§ **Input records**:
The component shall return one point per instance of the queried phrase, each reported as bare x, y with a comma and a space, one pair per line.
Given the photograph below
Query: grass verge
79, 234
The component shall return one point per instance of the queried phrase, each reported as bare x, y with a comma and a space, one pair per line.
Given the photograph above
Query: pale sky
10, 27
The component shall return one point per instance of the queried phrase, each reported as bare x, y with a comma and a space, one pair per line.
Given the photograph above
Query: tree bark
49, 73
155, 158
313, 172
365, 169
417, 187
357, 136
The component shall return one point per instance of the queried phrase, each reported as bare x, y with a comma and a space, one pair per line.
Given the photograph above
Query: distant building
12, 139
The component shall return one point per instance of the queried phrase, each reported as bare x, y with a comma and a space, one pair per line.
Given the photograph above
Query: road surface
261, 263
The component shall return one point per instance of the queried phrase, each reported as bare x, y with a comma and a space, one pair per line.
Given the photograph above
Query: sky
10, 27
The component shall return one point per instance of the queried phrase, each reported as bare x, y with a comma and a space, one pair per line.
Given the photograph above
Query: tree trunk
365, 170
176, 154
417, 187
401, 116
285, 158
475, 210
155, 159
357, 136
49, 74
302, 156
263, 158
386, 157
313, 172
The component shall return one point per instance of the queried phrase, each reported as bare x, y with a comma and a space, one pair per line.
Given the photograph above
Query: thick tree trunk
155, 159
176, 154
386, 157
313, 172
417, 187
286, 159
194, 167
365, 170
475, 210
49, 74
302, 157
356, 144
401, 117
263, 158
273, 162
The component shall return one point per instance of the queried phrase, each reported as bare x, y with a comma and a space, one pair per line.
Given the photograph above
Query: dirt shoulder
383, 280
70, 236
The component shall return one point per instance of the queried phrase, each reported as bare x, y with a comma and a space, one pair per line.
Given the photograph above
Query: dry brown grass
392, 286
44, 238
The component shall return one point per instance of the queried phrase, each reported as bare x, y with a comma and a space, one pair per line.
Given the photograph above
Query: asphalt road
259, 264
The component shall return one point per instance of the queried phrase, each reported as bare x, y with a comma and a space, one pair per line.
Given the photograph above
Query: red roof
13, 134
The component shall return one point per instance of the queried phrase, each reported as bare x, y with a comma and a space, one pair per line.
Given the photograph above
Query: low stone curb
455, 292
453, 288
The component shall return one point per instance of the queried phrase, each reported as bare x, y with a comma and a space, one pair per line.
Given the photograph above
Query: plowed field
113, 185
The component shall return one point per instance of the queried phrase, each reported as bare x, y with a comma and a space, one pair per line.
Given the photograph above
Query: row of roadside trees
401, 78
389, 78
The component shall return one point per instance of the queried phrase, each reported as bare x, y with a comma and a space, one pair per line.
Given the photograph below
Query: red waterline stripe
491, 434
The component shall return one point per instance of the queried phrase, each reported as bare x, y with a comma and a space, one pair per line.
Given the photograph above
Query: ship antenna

§ **Exercise objective**: The records above should be duplicated in full, exactly as given.

§ **Result below**:
The component shall return one point per instance of the queried phrase, each reported as bare x, y with a comma and a space, one pair per line.
Given the photograph below
Query: grass verge
79, 234
The component shall return one point per instance of the queried phrase, each reported as bare x, y with a comma and a space, one pair per line.
Given the photograph above
Query: pale sky
10, 27
The component shall return one point per instance of the queried phrase, each reported as bare x, y with a comma and a space, one pair per line.
Given the photograph above
Query: tree bark
49, 73
155, 158
313, 172
365, 169
417, 187
357, 136
The component shall return one point per instance of the queried phrase, each reported as bare x, y with a comma and a space, one pair per line.
Given the photograph above
Query: distant building
12, 139
The component shall return one point per instance of the queried phrase, each reported as bare x, y with a comma and a space, one pair per line.
Given the photograph above
Query: road surface
261, 263
The component shall return one point per instance of the queried phrase, each reported as bare x, y with a comma and a space, one pair per line.
Given the photograph above
Query: sky
10, 27
The component shall return one point per instance of the queried phrase, each reported as bare x, y with a comma and a space, one pair per line.
Given the photograph above
Query: tree trunk
365, 170
176, 154
417, 187
401, 116
285, 158
475, 210
155, 159
357, 136
49, 74
302, 156
263, 158
386, 157
313, 172
The component shall return one point per instance of the queried phrase, each reported as bare x, y with a comma and a space, one pair per line.
Given the photograph above
Query: thick tree trunk
155, 159
176, 154
386, 157
313, 172
417, 187
286, 159
194, 167
365, 170
475, 210
49, 74
302, 157
356, 144
401, 117
263, 158
273, 162
The component shall return one point per instance of the queried phrase, each reported as bare x, y with a comma and a space, one pair per line.
Given the photograph above
Query: dirt shoulder
383, 280
70, 236
The component shall return one point per instance of the queried phrase, each reported as bare x, y with a comma and a space, one pair per line.
Given the photograph above
Query: dry brown grass
392, 286
44, 238
The component shall return one point per instance of the queried phrase, each reported as bare x, y with a comma and a space, one pair per line.
Given the photograph above
Query: asphalt road
259, 264
The component shall return one point per instance of the queried phrase, each reported as bare x, y with a comma and a space, one pair per line.
Given the photograph above
Query: red roof
13, 134
The component shall return one point per instance of the queried phrase, each reported as bare x, y with a comma and a space, one pair per line.
Given the photograph above
Query: low stone curb
455, 292
453, 288
The component shall return one point per instance of the queried phrase, each reported as bare x, y with a comma and a space, one pair per line.
Given the photograph above
Query: plowed field
113, 185
The component shall return one point per instance of the queried phrase, each reported as bare x, y with a comma and a space, one pair per line.
Given the photograph above
Query: row of roadside trees
401, 78
389, 78
The component shall return one point per instance of the queried phrase, each reported as bare x, y with a comma and a space, one pair per line.
Given the photograph below
Query: red waterline stripe
491, 434
The component shall return one point per instance of the queried phrase, each reported as bare x, y with a comma and a space, one pair per line.
Given the photograph above
Query: ship antenna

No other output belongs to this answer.